> The exercise
Update the listing by changing every "outline" to "contour" and keeping all else the same. Omit the pictures from your answer.
-- start of Supplied data --
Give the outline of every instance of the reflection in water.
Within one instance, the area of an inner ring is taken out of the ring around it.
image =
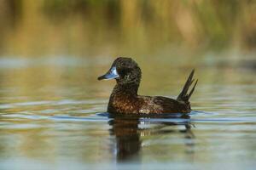
[[[189,116],[183,117],[185,121],[180,122],[181,119],[177,118],[177,122],[157,122],[156,126],[149,128],[140,127],[140,125],[147,124],[148,122],[141,120],[138,117],[113,117],[108,122],[112,127],[110,134],[115,136],[116,156],[118,162],[140,162],[139,151],[143,147],[142,136],[152,136],[166,133],[183,133],[185,139],[195,139],[195,135],[191,131],[191,123]],[[152,125],[152,122],[149,122]],[[182,126],[184,129],[181,130],[165,130],[168,126]],[[186,153],[193,153],[191,147],[194,146],[193,140],[185,140],[186,146],[189,147]]]

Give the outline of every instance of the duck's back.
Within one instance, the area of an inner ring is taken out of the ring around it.
[[[189,104],[162,96],[112,96],[108,111],[119,114],[189,113]]]
[[[191,111],[189,103],[185,104],[163,96],[138,96],[138,99],[139,103],[143,104],[139,113],[189,113]]]

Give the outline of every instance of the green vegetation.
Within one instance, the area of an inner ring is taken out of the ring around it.
[[[117,54],[256,47],[256,1],[3,0],[1,54]]]

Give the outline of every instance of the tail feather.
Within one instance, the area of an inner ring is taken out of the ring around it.
[[[195,81],[192,89],[190,90],[189,93],[189,87],[191,86],[191,84],[194,82],[195,79],[193,79],[193,76],[194,76],[194,72],[195,72],[195,69],[193,69],[193,71],[191,71],[182,92],[180,93],[180,94],[177,96],[177,100],[178,101],[183,101],[185,103],[188,103],[189,102],[189,98],[191,97],[194,90],[195,90],[195,88],[197,84],[197,82],[198,82],[198,79]]]

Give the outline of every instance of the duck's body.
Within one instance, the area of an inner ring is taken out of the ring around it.
[[[142,96],[137,94],[141,80],[141,70],[130,58],[118,58],[108,72],[98,79],[115,78],[115,85],[109,99],[108,112],[113,114],[164,114],[189,113],[191,111],[189,99],[196,82],[188,94],[192,84],[194,71],[177,99],[162,96]]]

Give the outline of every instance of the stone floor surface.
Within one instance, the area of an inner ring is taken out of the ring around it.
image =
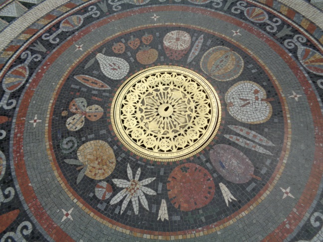
[[[319,1],[0,2],[0,242],[323,241]]]

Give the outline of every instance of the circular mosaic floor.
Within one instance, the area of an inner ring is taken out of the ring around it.
[[[323,240],[323,32],[259,1],[38,20],[1,65],[0,241]]]

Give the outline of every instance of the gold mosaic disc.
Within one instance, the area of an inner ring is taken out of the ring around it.
[[[132,152],[158,161],[174,161],[204,148],[216,134],[221,106],[212,86],[186,68],[143,70],[119,89],[111,106],[117,136]]]

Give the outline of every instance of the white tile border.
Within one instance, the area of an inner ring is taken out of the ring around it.
[[[46,0],[17,18],[0,33],[0,52],[37,20],[68,1],[69,0]]]
[[[323,29],[323,11],[304,0],[278,0]]]

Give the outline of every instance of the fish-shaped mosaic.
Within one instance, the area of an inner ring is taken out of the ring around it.
[[[263,148],[262,147],[260,147],[258,144],[256,144],[253,142],[247,140],[247,139],[245,139],[244,138],[241,138],[241,137],[235,135],[231,135],[231,134],[224,134],[224,137],[228,138],[233,142],[237,143],[238,144],[241,145],[242,146],[251,149],[253,150],[255,150],[255,151],[259,152],[259,153],[269,155],[273,154],[267,149]]]
[[[195,56],[197,55],[198,52],[199,52],[201,47],[202,47],[202,44],[203,43],[203,34],[198,37],[195,43],[194,44],[194,46],[192,49],[192,51],[189,53],[188,56],[188,59],[187,59],[187,64],[192,61],[193,59],[195,58]]]
[[[74,77],[76,80],[81,82],[85,86],[95,89],[111,89],[107,85],[103,83],[99,80],[86,75],[79,75]]]
[[[235,131],[239,134],[244,136],[254,141],[257,142],[261,144],[264,145],[269,145],[270,146],[274,146],[275,144],[272,143],[271,141],[266,138],[263,136],[261,135],[254,131],[251,130],[249,128],[247,128],[241,126],[237,126],[234,125],[229,125],[229,127],[234,131]]]

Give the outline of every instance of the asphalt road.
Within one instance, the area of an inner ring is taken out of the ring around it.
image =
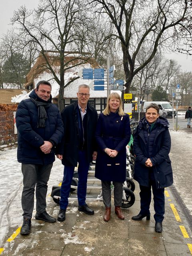
[[[167,118],[167,120],[170,124],[170,128],[172,130],[173,129],[173,119],[171,118]],[[175,117],[175,118],[174,118],[174,127],[175,129],[176,127],[176,117]],[[179,130],[180,128],[187,128],[187,120],[186,119],[185,119],[184,116],[181,116],[179,115],[178,116],[178,128]]]

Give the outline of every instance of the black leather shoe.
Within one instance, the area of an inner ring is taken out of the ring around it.
[[[162,222],[155,222],[155,230],[158,233],[161,233],[163,231]]]
[[[142,219],[143,219],[145,217],[146,217],[146,220],[150,220],[150,214],[148,215],[146,215],[146,214],[143,215],[139,213],[139,214],[136,216],[133,216],[132,219],[132,220],[141,220]]]
[[[89,207],[87,204],[84,205],[79,205],[78,210],[80,212],[83,212],[86,214],[94,214],[94,211]]]
[[[64,221],[65,220],[65,214],[66,213],[66,210],[59,210],[59,213],[57,216],[57,220],[59,221]]]
[[[24,218],[20,233],[22,235],[28,235],[30,233],[31,227],[31,219],[25,219]]]
[[[41,220],[46,221],[47,222],[55,222],[56,221],[55,218],[50,216],[46,211],[44,211],[41,213],[36,212],[35,215],[35,218],[36,220]]]

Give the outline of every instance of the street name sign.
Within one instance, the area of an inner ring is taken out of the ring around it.
[[[103,68],[95,68],[94,70],[94,79],[104,79],[104,69]]]
[[[92,68],[84,68],[83,69],[83,79],[93,79],[93,70]]]

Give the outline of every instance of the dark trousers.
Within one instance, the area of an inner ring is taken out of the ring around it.
[[[111,182],[101,181],[103,202],[106,207],[111,206]],[[113,182],[114,186],[114,204],[115,206],[121,206],[123,197],[122,182]]]
[[[86,152],[79,151],[78,162],[78,181],[77,187],[77,196],[79,206],[86,204],[87,190],[87,175],[90,163],[88,162]],[[73,166],[65,166],[64,174],[61,188],[61,199],[60,208],[65,210],[68,205],[68,197],[70,192],[71,182],[73,178],[74,169]]]
[[[153,194],[154,201],[154,210],[155,213],[154,218],[156,222],[161,222],[164,218],[165,213],[164,189],[157,189],[155,181],[150,180],[150,186],[146,187],[140,185],[140,193],[141,210],[140,213],[142,215],[148,215],[150,213],[149,208],[151,201],[151,188]]]
[[[32,217],[36,185],[36,211],[41,213],[45,210],[47,182],[52,166],[52,164],[46,165],[22,164],[23,189],[21,203],[24,218],[30,219]]]

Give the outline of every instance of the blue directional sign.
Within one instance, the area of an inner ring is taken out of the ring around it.
[[[110,78],[109,80],[110,84],[114,84],[114,82],[115,82],[115,79],[114,78]]]
[[[123,85],[119,85],[119,86],[118,86],[118,87],[115,89],[114,90],[117,90],[118,91],[123,91]]]
[[[119,85],[123,85],[124,84],[124,81],[119,79],[119,80],[116,80],[115,82],[115,84],[118,84]]]
[[[104,80],[94,80],[94,85],[104,85]]]
[[[95,68],[94,70],[94,79],[104,79],[104,69],[103,68]]]
[[[95,91],[104,91],[104,86],[94,86],[94,90]]]
[[[93,79],[93,70],[92,68],[84,68],[83,69],[83,79]]]

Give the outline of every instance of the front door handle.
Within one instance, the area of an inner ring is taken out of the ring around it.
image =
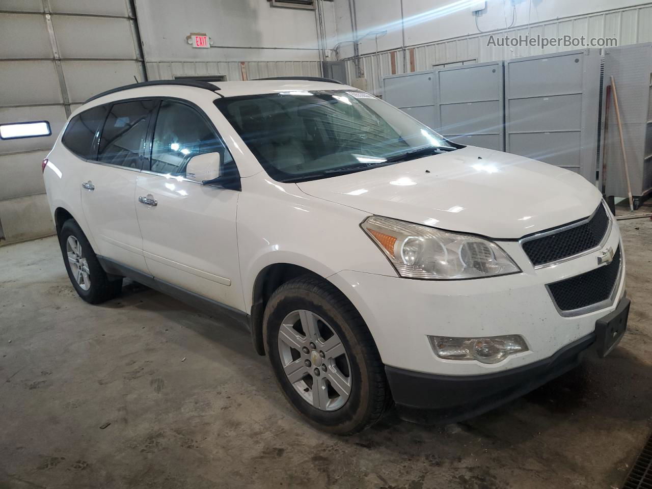
[[[138,198],[138,201],[141,203],[145,204],[145,205],[151,205],[152,207],[158,205],[158,201],[155,199],[152,196],[151,194],[148,194],[147,197],[141,196]]]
-- end of Supplied data --
> Solution
Give the contour of every instance of the reflection in water.
Within one instance, the area of an inner ring is taken out of the ring around it.
image =
[[[189,116],[183,117],[185,121],[180,122],[181,119],[177,118],[177,122],[157,122],[156,126],[149,128],[140,127],[140,125],[147,124],[148,122],[141,120],[138,117],[113,117],[108,122],[112,127],[110,134],[115,136],[116,156],[118,162],[140,162],[139,151],[143,147],[142,136],[152,136],[166,133],[183,133],[185,139],[195,139],[195,135],[191,131],[191,123]],[[152,125],[152,122],[149,122]],[[182,126],[184,129],[181,130],[165,130],[168,126]],[[186,153],[193,153],[191,147],[194,146],[193,140],[185,140],[186,146],[189,147]]]

Give the contour of every instance of the duck's back.
Within one instance, the area of an inner ring is taken out of the ring around it.
[[[189,104],[162,96],[112,96],[108,111],[119,114],[189,113]]]
[[[191,111],[189,103],[185,104],[163,96],[138,96],[138,99],[139,103],[143,104],[139,113],[189,113]]]

Give the contour of every instance of the green vegetation.
Within one instance, the area of an inner ring is taken out of the ring around it.
[[[117,54],[256,47],[256,1],[3,0],[1,54]]]

Give the contour of every instance of the tail feather.
Within one instance, the area of an inner ring is taken out of the ring around it.
[[[195,81],[192,89],[190,90],[189,93],[189,87],[191,86],[191,84],[194,82],[195,79],[193,79],[193,76],[194,76],[194,72],[195,72],[195,69],[193,69],[193,71],[191,71],[182,92],[180,93],[180,94],[177,96],[177,100],[178,101],[183,101],[185,103],[188,103],[189,102],[189,98],[191,97],[194,90],[195,90],[195,88],[197,84],[197,82],[198,82],[198,79]]]

Give the contour of every instance of the duck's body.
Within one instance, the area of an inner ring is taken out of the ring around it.
[[[142,96],[137,94],[141,80],[141,70],[130,58],[118,58],[108,72],[98,79],[115,78],[115,85],[109,99],[108,112],[113,114],[164,114],[189,113],[191,111],[189,99],[196,82],[188,94],[192,84],[194,71],[177,99],[162,96]]]

Give the contour of every instance of the stone floor surface.
Within one instance, the area of an inner ring is taken out of the ring around it.
image =
[[[319,1],[0,2],[0,242],[323,241]]]

Give the contour of every instance of the circular mosaic floor.
Within one instance, the area of an inner ring is taken out of the ring around it.
[[[323,240],[323,32],[259,1],[38,20],[1,65],[0,241]]]

Give the contour of every instance of the gold mosaic disc.
Within one instance, the area of an inner ring is taken out of the ring around it.
[[[132,152],[158,161],[174,161],[204,148],[216,134],[221,106],[212,86],[186,68],[143,70],[119,89],[111,106],[117,136]]]

Give the contour of every instance of the white tile border.
Within one instance, the area of an inner ring is taken out of the ring around it.
[[[46,0],[17,18],[0,33],[0,52],[37,20],[68,1],[69,0]]]
[[[323,29],[323,11],[304,0],[278,0]]]

Give the contour of every instance of the fish-shaped mosaic.
Within one instance, the area of an inner ring is taken out of the ring around it.
[[[263,148],[262,147],[260,147],[258,144],[256,144],[253,142],[247,140],[247,139],[245,139],[244,138],[241,138],[241,137],[235,135],[231,135],[231,134],[224,134],[224,137],[228,138],[233,142],[237,143],[238,144],[241,145],[242,146],[251,149],[253,150],[255,150],[255,151],[259,152],[259,153],[269,155],[273,154],[267,149]]]
[[[195,56],[197,55],[198,52],[199,52],[201,47],[202,47],[202,44],[203,43],[203,34],[198,37],[195,43],[194,44],[194,46],[192,49],[192,51],[189,53],[188,56],[188,59],[187,59],[187,64],[192,61],[193,59],[195,58]]]
[[[74,77],[76,80],[81,82],[85,86],[95,89],[111,89],[107,85],[103,83],[99,80],[86,75],[79,75]]]
[[[235,131],[239,134],[244,136],[254,141],[257,142],[261,144],[264,145],[269,145],[270,146],[274,146],[275,144],[272,143],[271,141],[266,138],[263,136],[261,135],[254,131],[251,130],[249,128],[247,128],[241,126],[237,126],[234,125],[229,125],[229,127],[234,131]]]

Give the contour of every instance of the asphalt road.
Within one instance, the area of an inner ring is taken out of the ring around it.
image =
[[[167,118],[167,120],[170,124],[170,128],[172,130],[173,129],[173,119],[171,118]],[[175,117],[175,118],[174,118],[174,127],[175,129],[176,127],[176,117]],[[179,130],[180,128],[187,128],[187,120],[186,119],[185,119],[184,116],[181,116],[179,115],[178,116],[178,128]]]

Give the contour of every instance of the black leather shoe.
Within one instance, the area of an inner ring is taken out of the ring around it.
[[[162,222],[155,222],[155,230],[158,233],[161,233],[163,231]]]
[[[142,219],[143,219],[145,217],[146,217],[146,220],[150,220],[150,214],[148,215],[146,215],[146,214],[143,215],[139,213],[139,214],[136,216],[133,216],[132,219],[132,220],[141,220]]]
[[[89,207],[87,204],[84,205],[79,205],[78,210],[80,212],[83,212],[86,214],[94,214],[94,211]]]
[[[64,221],[65,220],[65,214],[66,213],[66,210],[59,210],[59,213],[57,216],[57,220],[59,221]]]
[[[24,218],[20,233],[22,235],[28,235],[30,233],[31,227],[31,219],[25,219]]]
[[[41,220],[46,221],[47,222],[55,222],[56,221],[55,218],[50,216],[46,211],[44,211],[41,213],[36,212],[35,215],[35,218],[36,220]]]

Give the contour of every instance of the street name sign.
Within one instance, the area of an inner ring is taken out of the ring around it.
[[[103,68],[95,68],[94,70],[94,79],[104,79],[104,69]]]
[[[92,68],[84,68],[83,69],[83,79],[93,79],[93,70]]]

Give the contour of every instance of the dark trousers.
Within one instance, the area of an inner ring is taken out of the ring around it.
[[[111,182],[101,181],[103,202],[106,207],[111,206]],[[113,182],[114,186],[114,204],[115,206],[121,206],[123,197],[122,182]]]
[[[86,152],[79,151],[78,162],[78,181],[77,187],[77,196],[79,206],[86,204],[87,190],[87,175],[90,163],[88,162]],[[73,166],[65,166],[64,174],[61,188],[61,199],[60,208],[65,210],[68,205],[68,197],[70,192],[71,182],[73,178],[74,169]]]
[[[153,194],[154,201],[154,210],[155,213],[154,218],[156,222],[161,222],[164,218],[165,213],[164,189],[157,189],[155,181],[150,180],[150,186],[146,187],[140,185],[140,193],[141,210],[140,213],[142,215],[148,215],[150,213],[149,208],[151,201],[151,188]]]
[[[32,217],[36,185],[36,211],[41,213],[45,210],[47,182],[52,166],[52,164],[46,165],[22,164],[23,189],[21,203],[24,218],[30,219]]]

Give the contour of every instance of the blue directional sign.
Within one instance, the area of an inner ring is taken out of the ring around it.
[[[110,78],[109,80],[110,84],[114,84],[114,82],[115,82],[115,79],[114,78]]]
[[[123,85],[119,85],[119,86],[118,86],[118,87],[115,89],[114,90],[117,90],[118,91],[123,91]]]
[[[119,85],[123,85],[124,84],[124,81],[119,79],[119,80],[116,80],[115,82],[115,84],[118,84]]]
[[[104,80],[94,80],[94,85],[104,85]]]
[[[95,68],[94,70],[94,79],[104,79],[104,69],[103,68]]]
[[[95,91],[104,91],[104,86],[94,86],[94,90]]]
[[[93,79],[93,70],[92,68],[84,68],[83,69],[83,79]]]

Give the contour of every instance of the front door handle.
Within one instance, the area of an inner ring is taken out of the ring around it.
image =
[[[138,198],[138,201],[141,203],[145,204],[145,205],[151,205],[152,207],[158,205],[158,201],[155,199],[152,196],[151,194],[148,194],[147,197],[141,196]]]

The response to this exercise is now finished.